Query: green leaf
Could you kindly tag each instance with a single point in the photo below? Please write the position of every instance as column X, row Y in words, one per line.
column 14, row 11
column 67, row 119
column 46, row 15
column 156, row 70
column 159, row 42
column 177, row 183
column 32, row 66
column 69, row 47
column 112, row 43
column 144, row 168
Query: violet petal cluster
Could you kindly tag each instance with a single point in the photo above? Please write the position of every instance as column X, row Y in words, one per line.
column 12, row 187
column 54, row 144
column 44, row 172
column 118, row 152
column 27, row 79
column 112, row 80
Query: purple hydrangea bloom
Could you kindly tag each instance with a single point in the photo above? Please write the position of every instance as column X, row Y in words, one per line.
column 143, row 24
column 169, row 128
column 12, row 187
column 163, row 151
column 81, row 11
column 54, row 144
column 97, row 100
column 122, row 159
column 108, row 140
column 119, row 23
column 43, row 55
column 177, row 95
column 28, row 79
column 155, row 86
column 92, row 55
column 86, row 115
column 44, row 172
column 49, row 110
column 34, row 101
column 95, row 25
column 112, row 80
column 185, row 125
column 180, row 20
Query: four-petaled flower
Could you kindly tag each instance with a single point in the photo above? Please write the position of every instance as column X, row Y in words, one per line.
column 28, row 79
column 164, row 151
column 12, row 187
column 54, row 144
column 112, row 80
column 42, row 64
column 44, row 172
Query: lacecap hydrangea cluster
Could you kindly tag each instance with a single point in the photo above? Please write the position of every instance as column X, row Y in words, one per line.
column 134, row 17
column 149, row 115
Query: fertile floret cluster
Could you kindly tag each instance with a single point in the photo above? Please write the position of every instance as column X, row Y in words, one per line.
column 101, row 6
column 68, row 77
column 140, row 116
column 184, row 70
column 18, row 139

Aim of the task: Write the records above out again, exactly as they are.

Result:
Query: green leaf
Could you kindly tag each instance with a single point in the photo below? Please write the position of every instance as column X, row Y in words, one per line.
column 14, row 11
column 67, row 119
column 46, row 15
column 156, row 70
column 159, row 42
column 177, row 183
column 32, row 66
column 69, row 47
column 112, row 43
column 144, row 168
Query: violet petal cluster
Could you kindly tag each instance with a single point in the photo above? Please write the position of every instance as column X, row Y in words, one per line.
column 12, row 187
column 54, row 144
column 44, row 172
column 118, row 152
column 27, row 79
column 112, row 80
Query: purple hydrangea bloom
Could you kindly tag each instance with a single point in the photo above? Please write the position of every instance as column X, row Y in words, one per line.
column 143, row 24
column 169, row 128
column 12, row 187
column 163, row 151
column 81, row 11
column 54, row 144
column 97, row 100
column 122, row 159
column 108, row 140
column 119, row 23
column 43, row 55
column 177, row 95
column 28, row 79
column 155, row 86
column 92, row 55
column 86, row 115
column 44, row 172
column 49, row 110
column 34, row 101
column 95, row 25
column 112, row 80
column 185, row 125
column 180, row 20
Query: four-petaled flower
Could you kindly tag each instance with a single point in the photo above? Please write the position of every instance as column X, row Y in words, one per line.
column 28, row 79
column 164, row 151
column 12, row 187
column 54, row 144
column 112, row 80
column 42, row 64
column 44, row 172
Query: lacecap hydrangea cluster
Could you kindly tag each instance with a single point in the photo above? Please write the position of every instance as column X, row Y in words, one per line.
column 134, row 17
column 149, row 115
Query: fertile floret cluster
Could you kindly tag each instance with a single point in the photo above? Please write the position of every instance as column X, row Y in words, one per line.
column 101, row 6
column 68, row 77
column 140, row 116
column 184, row 70
column 18, row 139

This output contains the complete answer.